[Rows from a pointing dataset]
☆ ☆ ☆

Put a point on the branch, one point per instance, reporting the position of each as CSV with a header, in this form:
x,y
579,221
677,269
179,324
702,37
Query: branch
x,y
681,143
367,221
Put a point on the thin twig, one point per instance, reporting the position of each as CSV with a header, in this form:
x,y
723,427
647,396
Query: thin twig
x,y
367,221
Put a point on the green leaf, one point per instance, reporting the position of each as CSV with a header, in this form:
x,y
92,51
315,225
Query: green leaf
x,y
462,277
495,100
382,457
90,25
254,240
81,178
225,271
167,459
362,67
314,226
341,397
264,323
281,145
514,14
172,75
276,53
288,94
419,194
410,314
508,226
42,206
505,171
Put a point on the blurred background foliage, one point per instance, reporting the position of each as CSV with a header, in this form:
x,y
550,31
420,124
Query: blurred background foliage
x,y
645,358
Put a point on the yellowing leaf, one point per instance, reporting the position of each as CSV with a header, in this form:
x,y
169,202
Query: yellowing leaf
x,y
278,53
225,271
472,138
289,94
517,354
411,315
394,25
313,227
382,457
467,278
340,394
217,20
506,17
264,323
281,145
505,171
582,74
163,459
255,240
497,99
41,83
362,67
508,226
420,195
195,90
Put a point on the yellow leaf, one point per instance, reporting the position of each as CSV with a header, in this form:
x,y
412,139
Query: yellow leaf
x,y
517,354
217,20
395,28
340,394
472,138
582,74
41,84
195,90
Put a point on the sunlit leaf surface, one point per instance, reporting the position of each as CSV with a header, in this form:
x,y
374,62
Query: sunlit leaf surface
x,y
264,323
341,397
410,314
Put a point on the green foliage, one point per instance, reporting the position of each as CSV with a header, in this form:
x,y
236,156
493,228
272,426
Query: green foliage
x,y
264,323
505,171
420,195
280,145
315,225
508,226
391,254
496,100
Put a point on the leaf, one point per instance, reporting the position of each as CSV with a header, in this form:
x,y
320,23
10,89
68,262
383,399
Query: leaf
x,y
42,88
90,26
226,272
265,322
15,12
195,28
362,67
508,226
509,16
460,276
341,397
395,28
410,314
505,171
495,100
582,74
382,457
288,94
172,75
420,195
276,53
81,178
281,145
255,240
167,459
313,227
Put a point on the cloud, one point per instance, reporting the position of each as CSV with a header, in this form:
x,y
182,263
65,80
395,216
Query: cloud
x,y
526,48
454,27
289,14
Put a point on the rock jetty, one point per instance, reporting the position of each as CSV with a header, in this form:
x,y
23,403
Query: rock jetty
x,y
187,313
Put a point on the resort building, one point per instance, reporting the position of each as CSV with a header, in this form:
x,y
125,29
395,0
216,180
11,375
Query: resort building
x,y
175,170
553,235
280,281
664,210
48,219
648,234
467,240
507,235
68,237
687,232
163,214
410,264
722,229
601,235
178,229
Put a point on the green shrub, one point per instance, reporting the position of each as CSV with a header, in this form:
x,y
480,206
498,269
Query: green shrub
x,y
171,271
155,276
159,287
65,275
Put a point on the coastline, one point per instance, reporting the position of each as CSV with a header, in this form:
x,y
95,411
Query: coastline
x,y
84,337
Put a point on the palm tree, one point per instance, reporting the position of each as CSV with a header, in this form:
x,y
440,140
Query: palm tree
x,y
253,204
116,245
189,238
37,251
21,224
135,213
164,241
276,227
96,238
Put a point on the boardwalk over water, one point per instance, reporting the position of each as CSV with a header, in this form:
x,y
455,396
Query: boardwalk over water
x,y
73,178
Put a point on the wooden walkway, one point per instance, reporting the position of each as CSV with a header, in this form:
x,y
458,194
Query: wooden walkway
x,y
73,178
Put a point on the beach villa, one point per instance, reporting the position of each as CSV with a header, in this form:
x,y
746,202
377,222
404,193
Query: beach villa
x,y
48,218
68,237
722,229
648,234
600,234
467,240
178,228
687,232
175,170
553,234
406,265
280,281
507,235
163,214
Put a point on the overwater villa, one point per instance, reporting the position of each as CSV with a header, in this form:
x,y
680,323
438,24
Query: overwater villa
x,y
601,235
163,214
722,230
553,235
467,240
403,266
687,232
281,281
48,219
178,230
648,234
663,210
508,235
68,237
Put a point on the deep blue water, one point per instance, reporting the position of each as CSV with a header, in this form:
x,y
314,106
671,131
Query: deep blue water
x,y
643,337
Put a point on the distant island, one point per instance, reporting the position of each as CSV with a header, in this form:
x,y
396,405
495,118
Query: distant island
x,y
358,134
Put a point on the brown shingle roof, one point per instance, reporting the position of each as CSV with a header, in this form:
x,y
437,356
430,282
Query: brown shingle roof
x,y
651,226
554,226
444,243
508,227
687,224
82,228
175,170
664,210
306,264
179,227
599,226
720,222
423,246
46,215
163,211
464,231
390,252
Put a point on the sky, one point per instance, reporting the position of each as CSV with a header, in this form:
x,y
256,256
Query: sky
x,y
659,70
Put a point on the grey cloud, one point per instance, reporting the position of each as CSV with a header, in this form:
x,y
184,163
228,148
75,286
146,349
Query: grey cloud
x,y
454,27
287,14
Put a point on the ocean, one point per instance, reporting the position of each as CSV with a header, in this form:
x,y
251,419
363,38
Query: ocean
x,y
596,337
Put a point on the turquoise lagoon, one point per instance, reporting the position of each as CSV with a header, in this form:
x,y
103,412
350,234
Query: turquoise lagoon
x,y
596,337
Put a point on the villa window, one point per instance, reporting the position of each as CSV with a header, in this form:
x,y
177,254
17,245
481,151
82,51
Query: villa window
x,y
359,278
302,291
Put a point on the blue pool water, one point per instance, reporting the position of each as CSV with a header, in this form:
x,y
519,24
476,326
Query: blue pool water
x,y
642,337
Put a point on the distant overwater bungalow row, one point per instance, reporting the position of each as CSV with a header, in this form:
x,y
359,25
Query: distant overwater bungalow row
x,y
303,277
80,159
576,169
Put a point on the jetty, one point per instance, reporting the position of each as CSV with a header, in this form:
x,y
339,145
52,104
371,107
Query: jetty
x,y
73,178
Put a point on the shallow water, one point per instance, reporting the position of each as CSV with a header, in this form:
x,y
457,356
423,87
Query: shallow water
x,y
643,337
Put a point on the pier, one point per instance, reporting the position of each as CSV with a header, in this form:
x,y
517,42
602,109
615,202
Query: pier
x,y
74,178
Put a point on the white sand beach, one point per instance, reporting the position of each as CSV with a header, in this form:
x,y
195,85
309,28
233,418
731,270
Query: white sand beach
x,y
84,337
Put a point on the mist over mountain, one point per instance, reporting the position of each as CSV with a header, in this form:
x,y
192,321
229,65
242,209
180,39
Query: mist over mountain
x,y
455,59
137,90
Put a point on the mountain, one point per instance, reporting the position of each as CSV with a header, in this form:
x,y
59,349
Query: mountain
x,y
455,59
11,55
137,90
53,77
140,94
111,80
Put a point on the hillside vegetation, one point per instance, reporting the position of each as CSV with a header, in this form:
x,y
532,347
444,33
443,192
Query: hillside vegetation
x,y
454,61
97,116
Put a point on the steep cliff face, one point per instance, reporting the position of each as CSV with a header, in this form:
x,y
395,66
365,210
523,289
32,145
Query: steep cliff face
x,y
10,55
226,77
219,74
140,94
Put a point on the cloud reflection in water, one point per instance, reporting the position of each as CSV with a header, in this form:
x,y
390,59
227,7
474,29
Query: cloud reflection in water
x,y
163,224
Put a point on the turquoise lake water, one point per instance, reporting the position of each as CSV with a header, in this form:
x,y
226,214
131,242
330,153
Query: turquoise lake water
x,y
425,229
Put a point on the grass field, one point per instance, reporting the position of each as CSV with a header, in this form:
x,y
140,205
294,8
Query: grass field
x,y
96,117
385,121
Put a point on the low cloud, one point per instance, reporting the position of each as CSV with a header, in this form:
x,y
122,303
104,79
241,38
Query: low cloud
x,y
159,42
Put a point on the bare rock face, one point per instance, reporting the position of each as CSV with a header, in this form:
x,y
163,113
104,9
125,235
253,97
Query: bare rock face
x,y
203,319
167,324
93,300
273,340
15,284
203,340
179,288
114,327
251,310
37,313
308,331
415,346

☆ ☆ ☆

* **What is expected**: Scale the records from the line that has "Put a point on the bare" through the end of the records. Copy every line, requests included, and multiply only the answer coordinates by 1.6, rounding to whole numbers with halves rounded up. Leave the numbers in the requests and their format samples unchanged.

* **Answer for the task**:
Put a point on the bare rock face, one point per instance, reporting the position of each as CSV with a header, in this form:
x,y
163,113
104,9
125,235
253,97
Query: bare rock face
x,y
325,510
267,518
149,480
437,544
24,454
325,544
286,461
182,523
402,496
59,501
493,530
664,554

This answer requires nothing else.